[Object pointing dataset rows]
•••

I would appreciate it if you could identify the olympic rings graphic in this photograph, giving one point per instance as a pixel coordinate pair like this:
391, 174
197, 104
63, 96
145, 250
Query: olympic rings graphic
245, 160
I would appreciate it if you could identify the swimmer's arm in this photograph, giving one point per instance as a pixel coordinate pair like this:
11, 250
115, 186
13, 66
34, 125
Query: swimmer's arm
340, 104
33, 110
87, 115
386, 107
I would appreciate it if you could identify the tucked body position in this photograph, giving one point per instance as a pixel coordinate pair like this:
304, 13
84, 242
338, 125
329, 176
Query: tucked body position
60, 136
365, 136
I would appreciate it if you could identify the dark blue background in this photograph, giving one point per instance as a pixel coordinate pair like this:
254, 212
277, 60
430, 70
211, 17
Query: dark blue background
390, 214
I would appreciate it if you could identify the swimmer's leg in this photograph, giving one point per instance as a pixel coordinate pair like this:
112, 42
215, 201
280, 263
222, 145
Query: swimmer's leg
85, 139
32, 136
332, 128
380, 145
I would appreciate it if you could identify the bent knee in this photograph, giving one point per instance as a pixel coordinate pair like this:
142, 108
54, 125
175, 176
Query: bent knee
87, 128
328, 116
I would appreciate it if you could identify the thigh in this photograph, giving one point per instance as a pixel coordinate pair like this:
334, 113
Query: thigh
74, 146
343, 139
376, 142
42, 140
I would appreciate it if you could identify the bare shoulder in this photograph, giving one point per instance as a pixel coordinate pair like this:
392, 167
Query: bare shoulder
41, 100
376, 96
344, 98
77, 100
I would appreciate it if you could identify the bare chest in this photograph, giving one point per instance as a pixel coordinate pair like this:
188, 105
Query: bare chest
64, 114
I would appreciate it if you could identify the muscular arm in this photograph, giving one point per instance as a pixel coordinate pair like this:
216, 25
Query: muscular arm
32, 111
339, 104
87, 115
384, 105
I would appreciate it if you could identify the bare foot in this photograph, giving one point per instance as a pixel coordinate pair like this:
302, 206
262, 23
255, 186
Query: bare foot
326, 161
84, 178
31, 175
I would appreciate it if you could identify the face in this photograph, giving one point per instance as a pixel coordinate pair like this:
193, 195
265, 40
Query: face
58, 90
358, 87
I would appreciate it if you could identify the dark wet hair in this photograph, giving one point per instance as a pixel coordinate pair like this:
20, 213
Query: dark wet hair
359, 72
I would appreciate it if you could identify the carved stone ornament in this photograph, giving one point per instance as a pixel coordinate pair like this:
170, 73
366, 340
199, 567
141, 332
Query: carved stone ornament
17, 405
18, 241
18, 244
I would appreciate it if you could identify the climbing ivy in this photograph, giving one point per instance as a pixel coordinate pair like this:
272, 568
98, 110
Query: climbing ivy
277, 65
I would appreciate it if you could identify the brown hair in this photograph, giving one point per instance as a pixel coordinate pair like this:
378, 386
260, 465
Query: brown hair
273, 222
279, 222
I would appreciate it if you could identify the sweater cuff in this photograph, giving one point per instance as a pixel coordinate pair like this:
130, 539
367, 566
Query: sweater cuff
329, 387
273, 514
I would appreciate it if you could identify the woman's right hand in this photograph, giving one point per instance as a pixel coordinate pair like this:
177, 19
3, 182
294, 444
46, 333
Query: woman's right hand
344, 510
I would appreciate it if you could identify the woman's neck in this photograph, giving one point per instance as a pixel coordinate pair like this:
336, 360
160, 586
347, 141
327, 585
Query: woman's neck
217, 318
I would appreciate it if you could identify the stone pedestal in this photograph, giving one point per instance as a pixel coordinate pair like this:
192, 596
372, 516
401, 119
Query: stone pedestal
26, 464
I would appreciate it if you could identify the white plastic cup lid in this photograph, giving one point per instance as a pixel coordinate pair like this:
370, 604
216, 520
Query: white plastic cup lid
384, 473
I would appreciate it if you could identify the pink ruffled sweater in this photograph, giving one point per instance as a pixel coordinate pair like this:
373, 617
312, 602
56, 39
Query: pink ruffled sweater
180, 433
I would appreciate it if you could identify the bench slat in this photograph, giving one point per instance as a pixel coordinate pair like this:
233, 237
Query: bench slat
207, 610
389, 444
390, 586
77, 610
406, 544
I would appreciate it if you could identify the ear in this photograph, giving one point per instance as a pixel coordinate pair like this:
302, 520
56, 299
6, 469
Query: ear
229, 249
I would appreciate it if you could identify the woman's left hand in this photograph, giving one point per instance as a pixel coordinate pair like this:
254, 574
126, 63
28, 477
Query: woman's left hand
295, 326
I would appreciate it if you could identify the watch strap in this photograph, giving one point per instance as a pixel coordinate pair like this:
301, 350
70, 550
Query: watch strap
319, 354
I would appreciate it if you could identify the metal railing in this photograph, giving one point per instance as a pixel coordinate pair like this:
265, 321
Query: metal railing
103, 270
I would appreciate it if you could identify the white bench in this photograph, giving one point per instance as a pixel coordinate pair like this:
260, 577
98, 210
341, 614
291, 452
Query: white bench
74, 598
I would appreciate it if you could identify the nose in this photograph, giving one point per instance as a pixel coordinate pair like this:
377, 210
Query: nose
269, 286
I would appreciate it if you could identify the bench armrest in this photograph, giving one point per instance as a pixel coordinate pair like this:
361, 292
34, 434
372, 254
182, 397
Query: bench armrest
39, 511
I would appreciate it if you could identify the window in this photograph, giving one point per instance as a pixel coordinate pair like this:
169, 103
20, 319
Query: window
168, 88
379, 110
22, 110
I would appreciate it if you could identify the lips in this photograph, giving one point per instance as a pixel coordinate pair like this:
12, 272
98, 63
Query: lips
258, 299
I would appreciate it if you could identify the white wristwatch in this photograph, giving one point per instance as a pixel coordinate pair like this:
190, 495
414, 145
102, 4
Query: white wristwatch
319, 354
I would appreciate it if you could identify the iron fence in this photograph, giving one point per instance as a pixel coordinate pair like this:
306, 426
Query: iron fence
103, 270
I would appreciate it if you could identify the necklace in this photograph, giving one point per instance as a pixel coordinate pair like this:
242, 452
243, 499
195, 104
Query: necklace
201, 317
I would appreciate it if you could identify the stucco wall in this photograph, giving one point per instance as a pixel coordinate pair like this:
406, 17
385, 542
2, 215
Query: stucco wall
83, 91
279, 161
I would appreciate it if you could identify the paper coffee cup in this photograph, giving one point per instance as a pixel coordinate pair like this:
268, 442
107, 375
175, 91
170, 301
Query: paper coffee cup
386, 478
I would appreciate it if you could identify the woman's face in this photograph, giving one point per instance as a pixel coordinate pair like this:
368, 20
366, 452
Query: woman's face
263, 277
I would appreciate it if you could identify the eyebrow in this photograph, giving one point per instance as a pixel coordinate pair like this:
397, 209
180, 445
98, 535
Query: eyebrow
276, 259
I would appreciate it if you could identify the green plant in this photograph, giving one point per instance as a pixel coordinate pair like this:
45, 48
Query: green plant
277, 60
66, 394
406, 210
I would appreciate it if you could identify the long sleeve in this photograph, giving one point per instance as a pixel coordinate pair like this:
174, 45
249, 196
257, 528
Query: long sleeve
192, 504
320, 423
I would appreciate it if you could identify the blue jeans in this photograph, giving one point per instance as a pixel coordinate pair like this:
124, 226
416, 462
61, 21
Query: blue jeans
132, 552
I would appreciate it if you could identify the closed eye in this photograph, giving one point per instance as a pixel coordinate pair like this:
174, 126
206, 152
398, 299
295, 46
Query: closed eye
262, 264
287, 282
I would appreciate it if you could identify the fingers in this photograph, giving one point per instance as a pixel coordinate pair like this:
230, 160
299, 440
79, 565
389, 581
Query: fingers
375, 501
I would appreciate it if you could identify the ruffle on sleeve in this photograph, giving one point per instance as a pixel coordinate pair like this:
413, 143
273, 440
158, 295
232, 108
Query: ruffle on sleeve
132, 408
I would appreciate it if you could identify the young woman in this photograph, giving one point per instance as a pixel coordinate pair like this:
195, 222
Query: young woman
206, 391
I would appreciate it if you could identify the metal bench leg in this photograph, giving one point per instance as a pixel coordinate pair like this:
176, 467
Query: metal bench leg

•••

Set down nothing but the lines from the one with "I would appreciate it if you could identify the fingers" through the end of the records, keeping each line exactly as written and including both ends.

**Exercise answer**
I would appreciate it if you could identify the fingers in this photograph, giving one point per instance as a pixel coordinate pair like this:
230, 160
299, 440
79, 565
389, 581
Query: fingers
375, 501
I would appreciate it if you could identify the ruffle on sleeve in this photograph, giving one point per instance as a pixel coordinate pair like this:
413, 143
273, 440
158, 295
232, 108
Query: ruffle on sleeve
132, 408
I would appreciate it if you could identify the young woman in this photograph, giving one point per instance as a pixel coordinate pair like this:
195, 222
Query: young woman
206, 391
I would appreciate it if you could identify the metal bench leg in this photograph, giving one point per instance as a pixel coordinate pair like this:
176, 467
Query: metal bench leg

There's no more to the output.